■ **What the task asks**
Without adding anything, give again the lines from the one holding "Would you kindly point to the gray" through the final line of the records, exactly, with both ends included and pictures dropped.
-- Task material follows --
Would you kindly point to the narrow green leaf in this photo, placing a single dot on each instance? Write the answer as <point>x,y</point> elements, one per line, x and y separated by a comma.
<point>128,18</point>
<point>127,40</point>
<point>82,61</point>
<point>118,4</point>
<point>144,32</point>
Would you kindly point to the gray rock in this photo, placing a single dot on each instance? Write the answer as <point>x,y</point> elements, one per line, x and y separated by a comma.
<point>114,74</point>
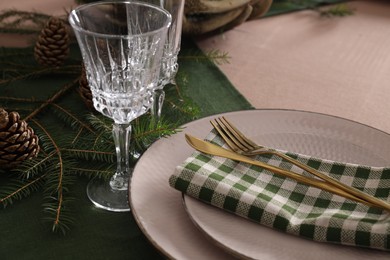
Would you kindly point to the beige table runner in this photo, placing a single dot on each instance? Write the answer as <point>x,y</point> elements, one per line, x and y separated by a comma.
-- Task material concluded --
■ **Response area**
Would you kindly point to the gray rock in this photo, placing a single dot on each instance? Write the answer as <point>x,y</point> elements, one per line, x and y separated by a comma.
<point>114,74</point>
Would you kindly point to the beige table runner in this photo, placing a single dot on each instance? Write the answer as <point>x,y</point> elements, one per line, x and y separated by a comma.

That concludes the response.